**TASK STATEMENT**
Copy out the entries below word for word, starting at the line that contains "Where can the wake" and ending at the line that contains "column 150, row 59", with both of those lines included.

***** RECORDS SUPPLIED *****

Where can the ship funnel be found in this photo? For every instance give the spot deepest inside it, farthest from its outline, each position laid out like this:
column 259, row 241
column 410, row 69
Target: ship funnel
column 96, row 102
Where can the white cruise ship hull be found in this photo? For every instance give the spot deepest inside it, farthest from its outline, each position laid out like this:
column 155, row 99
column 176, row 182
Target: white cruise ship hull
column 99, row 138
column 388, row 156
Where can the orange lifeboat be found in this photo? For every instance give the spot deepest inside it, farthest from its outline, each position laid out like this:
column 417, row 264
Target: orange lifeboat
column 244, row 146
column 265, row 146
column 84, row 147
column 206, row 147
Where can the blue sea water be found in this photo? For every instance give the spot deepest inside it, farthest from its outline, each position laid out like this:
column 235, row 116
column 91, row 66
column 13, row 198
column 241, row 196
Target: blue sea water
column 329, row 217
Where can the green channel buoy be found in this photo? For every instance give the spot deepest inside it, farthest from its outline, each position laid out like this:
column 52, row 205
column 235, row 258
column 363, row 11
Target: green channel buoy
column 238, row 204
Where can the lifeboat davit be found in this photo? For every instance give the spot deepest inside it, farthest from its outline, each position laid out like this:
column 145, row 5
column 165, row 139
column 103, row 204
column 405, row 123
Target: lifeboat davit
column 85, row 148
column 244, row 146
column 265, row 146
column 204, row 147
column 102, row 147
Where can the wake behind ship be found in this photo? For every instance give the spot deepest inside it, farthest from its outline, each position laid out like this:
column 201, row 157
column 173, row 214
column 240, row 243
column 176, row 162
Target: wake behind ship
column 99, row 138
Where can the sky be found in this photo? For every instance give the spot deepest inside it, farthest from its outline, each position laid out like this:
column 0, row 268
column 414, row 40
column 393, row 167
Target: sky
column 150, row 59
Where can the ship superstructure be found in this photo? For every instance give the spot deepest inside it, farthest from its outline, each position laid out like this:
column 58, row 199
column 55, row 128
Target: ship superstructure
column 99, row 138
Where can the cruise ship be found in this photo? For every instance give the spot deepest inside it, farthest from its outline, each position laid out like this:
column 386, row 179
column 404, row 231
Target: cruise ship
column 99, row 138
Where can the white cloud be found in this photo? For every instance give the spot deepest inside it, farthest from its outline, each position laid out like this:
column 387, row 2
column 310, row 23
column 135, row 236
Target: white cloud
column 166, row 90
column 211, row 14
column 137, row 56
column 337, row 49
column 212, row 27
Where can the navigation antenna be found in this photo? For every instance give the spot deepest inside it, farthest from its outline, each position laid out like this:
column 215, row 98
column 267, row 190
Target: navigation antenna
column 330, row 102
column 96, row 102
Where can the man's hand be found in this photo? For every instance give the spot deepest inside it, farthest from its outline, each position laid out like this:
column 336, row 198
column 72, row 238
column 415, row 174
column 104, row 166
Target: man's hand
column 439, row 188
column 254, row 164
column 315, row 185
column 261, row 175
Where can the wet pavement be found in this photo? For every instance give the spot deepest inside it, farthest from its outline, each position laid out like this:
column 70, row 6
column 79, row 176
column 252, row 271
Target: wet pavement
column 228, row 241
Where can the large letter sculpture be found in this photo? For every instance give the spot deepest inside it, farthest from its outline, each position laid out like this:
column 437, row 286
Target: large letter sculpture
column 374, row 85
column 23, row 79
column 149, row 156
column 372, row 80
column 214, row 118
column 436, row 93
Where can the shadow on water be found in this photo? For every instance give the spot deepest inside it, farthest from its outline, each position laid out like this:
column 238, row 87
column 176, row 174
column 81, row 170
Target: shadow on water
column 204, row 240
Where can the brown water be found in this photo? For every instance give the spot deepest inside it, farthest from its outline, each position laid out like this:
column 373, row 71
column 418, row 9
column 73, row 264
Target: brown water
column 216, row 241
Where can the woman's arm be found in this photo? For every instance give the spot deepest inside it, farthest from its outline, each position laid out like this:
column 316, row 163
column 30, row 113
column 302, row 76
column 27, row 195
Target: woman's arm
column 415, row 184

*****

**TASK RESPONSE**
Where can the wake behind ship be found in this photo? For every instance give the spot deepest inside it, farthest from its outline, each position laid out like this:
column 201, row 157
column 173, row 214
column 240, row 243
column 176, row 162
Target: wake behind ship
column 99, row 138
Where can the sky be found in this photo? For every instance give the spot deepest inside it, farthest from its outline, each position laid out like this:
column 0, row 268
column 414, row 40
column 393, row 167
Target: sky
column 150, row 59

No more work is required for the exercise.